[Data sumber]
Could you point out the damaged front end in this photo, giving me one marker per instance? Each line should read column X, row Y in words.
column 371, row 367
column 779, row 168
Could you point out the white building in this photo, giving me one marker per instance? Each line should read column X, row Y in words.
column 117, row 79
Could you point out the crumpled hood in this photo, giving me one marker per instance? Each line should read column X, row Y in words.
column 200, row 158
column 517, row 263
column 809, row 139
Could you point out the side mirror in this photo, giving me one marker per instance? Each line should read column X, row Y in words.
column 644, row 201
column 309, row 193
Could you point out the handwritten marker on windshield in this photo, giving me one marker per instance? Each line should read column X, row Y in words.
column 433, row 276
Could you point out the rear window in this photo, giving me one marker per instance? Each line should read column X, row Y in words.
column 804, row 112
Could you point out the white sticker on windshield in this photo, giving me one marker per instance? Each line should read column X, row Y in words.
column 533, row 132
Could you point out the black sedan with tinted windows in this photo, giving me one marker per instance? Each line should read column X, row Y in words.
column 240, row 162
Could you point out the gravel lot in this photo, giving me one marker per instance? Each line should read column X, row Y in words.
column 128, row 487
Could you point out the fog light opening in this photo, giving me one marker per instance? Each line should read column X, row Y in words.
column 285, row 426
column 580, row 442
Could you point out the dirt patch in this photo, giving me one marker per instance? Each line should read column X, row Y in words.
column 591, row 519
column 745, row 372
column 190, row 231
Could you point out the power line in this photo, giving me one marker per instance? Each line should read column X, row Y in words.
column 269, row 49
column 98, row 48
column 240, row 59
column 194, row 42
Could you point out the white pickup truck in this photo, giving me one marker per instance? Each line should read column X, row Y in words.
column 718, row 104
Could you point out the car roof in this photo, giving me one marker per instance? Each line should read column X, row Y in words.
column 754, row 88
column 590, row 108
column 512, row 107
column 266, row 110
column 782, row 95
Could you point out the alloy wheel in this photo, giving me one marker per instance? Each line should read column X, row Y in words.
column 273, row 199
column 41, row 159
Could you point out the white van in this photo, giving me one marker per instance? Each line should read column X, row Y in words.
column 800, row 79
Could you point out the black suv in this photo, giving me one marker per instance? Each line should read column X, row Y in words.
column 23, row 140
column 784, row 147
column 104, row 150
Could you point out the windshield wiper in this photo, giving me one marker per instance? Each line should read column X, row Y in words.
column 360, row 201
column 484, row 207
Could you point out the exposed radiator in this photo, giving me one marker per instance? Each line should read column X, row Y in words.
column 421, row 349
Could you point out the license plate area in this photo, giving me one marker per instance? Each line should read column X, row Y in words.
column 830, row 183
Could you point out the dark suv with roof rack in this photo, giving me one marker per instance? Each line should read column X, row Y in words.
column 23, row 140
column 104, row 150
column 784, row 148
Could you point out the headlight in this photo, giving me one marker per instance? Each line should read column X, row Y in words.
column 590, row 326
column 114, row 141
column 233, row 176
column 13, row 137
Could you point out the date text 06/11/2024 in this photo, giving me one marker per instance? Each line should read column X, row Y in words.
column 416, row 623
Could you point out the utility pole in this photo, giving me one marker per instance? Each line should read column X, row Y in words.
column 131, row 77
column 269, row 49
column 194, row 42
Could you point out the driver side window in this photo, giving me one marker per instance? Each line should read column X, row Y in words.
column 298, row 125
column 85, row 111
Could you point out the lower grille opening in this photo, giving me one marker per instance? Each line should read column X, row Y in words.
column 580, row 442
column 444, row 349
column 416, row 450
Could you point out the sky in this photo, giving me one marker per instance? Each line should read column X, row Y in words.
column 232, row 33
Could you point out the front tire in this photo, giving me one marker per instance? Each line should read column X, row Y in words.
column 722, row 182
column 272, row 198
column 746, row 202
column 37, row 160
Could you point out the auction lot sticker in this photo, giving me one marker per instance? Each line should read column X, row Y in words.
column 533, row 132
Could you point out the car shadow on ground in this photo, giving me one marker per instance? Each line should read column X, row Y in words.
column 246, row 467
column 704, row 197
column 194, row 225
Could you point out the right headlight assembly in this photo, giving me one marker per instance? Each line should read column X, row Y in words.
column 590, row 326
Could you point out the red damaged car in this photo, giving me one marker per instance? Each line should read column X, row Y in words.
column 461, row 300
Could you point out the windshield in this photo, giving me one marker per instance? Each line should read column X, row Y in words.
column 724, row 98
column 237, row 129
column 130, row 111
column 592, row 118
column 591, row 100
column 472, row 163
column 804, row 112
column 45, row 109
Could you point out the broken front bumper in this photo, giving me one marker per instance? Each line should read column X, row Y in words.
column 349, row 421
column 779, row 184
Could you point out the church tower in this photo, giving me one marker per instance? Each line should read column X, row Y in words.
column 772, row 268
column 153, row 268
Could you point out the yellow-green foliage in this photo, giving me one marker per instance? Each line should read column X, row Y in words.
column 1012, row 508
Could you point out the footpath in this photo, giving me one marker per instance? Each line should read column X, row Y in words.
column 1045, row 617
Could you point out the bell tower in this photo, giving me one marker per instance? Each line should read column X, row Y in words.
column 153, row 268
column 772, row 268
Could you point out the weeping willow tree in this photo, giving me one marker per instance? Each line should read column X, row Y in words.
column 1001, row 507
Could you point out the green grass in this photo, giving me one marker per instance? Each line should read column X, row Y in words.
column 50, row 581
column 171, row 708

## Yang diharapkan
Tuliskan bagian data yang dibuka oleh baris yang memuat "Could you point out the auction" dan ditutup oleh baris yang memuat "column 1012, row 508" sebagai daftar JSON berisi string, satu string untuk setiap baris. Kedua baris batas itu ikut disertakan, sedangkan baris kosong dihilangkan.

## Sebagai jawaban
[
  "Could you point out the auction lot sticker in this photo, giving me one marker per instance? Each line should read column X, row Y in words.",
  "column 533, row 132",
  "Could you point out the car shadow on ground in this photo, giving me one marker per instance? Each line should read column X, row Y in words.",
  "column 246, row 467",
  "column 704, row 197",
  "column 194, row 225",
  "Could you point out the right headlight assembly in this photo, giving me one marker per instance? Each line should read column X, row Y in words.",
  "column 590, row 326",
  "Could you point out the red damaged car in this photo, giving me one marker per instance? Each line should read column X, row Y in words.",
  "column 461, row 300",
  "Could you point out the windshield in this photo, giving me one marker per instance? Each line should read column X, row Y in words.",
  "column 724, row 98",
  "column 237, row 129",
  "column 130, row 111",
  "column 592, row 118",
  "column 591, row 100",
  "column 472, row 163",
  "column 804, row 112",
  "column 45, row 109",
  "Could you point out the broken front bumper in this photo, giving me one marker per instance? Each line should read column X, row Y in words.",
  "column 349, row 421",
  "column 779, row 184",
  "Could you point out the church tower in this photo, giving me one marker per instance? Each line should read column X, row Y in words.",
  "column 772, row 268",
  "column 153, row 268",
  "Could you point out the yellow-green foliage in this photo, giving me one marker per instance? Each line should read column X, row Y in words.",
  "column 1012, row 508"
]